(Work instruction):
Start at the line below containing "Target: plastic sheeting with holes" and stop at the line containing "example [(939, 159)]". Repeat every line of that stretch exactly, and nothing outside it.

** Data supplied follows **

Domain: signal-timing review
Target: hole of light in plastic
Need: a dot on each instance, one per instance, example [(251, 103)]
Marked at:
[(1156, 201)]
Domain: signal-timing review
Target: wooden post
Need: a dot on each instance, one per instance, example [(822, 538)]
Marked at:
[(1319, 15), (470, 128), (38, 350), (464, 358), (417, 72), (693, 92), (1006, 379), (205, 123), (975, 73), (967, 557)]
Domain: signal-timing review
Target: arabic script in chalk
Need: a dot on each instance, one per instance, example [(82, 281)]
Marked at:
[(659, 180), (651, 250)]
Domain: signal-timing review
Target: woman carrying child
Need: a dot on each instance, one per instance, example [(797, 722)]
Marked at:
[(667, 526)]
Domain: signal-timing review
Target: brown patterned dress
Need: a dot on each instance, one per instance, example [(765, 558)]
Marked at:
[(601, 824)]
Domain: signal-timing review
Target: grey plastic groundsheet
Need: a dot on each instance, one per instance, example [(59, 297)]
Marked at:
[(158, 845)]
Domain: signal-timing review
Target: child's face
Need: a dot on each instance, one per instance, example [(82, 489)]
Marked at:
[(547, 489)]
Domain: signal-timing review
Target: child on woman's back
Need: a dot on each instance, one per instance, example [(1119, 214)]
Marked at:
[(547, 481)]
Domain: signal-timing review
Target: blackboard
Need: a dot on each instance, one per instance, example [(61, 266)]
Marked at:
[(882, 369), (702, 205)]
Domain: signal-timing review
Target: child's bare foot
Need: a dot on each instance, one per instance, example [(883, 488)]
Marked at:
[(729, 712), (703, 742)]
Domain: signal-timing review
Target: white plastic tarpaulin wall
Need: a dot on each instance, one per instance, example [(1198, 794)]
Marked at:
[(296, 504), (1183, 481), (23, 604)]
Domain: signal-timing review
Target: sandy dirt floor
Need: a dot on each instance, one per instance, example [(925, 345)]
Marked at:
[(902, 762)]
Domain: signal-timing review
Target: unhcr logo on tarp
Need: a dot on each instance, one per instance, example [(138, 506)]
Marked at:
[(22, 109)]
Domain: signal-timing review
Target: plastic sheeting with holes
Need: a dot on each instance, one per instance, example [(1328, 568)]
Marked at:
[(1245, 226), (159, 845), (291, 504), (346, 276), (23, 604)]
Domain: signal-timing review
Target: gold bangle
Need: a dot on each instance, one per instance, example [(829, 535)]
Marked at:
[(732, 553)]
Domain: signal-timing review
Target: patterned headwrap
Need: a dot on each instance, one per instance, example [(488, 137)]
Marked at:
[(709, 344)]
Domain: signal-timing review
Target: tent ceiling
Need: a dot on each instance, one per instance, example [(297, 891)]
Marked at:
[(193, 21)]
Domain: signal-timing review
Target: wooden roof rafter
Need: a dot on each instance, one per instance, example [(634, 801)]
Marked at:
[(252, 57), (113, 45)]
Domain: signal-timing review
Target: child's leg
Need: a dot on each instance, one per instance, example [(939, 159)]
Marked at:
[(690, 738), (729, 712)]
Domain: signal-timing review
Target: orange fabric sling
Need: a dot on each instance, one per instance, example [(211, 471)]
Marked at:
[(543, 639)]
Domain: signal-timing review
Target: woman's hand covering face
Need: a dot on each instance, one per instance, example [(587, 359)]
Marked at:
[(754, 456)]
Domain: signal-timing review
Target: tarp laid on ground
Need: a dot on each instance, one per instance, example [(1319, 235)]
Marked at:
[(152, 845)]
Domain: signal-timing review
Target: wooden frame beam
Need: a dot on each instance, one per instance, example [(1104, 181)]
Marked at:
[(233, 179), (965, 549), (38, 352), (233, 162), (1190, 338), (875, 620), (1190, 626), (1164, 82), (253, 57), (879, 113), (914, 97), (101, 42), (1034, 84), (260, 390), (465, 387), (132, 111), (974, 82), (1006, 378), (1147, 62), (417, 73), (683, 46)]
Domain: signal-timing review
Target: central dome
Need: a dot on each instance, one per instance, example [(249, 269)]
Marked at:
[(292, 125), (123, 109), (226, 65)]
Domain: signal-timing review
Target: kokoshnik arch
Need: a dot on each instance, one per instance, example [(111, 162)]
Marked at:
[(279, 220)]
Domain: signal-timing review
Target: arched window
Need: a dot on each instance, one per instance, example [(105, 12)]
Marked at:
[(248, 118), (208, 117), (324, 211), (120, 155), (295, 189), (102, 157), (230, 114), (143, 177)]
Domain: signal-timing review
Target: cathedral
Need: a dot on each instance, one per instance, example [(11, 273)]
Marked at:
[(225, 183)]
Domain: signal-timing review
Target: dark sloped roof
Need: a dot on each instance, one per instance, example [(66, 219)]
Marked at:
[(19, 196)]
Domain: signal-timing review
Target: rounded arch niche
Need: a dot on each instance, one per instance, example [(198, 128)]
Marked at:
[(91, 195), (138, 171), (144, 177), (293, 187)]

** End of Data supplied **

(Response to the exercise):
Target: plastic sheeting with holes
Need: a dot on each instance, one per instance, example [(1328, 568)]
Marked at:
[(1245, 226), (159, 845), (291, 504), (346, 276), (23, 604)]
Domain: signal-timing review
Target: gold bangle
Need: a dot on each instance, one per instance, example [(829, 535)]
Marked at:
[(732, 553)]
Domain: signal-timing review
Target: patterned headwrap
Need: a dot on each instance, one per instance, example [(488, 137)]
Marked at:
[(709, 344)]
Domain: signal-timing review
Target: tent ceiling
Need: a dot on each instance, one per instance, example [(297, 891)]
Marked at:
[(193, 21)]
Domain: signal-timing review
Target: wooden roof rafter
Need: a dot on each instance, one per instance, example [(634, 801)]
Marked at:
[(252, 57), (113, 45)]
Domain: signal-timing review
Target: child's leg
Need: a dot on each instance, one per instance, example [(939, 159)]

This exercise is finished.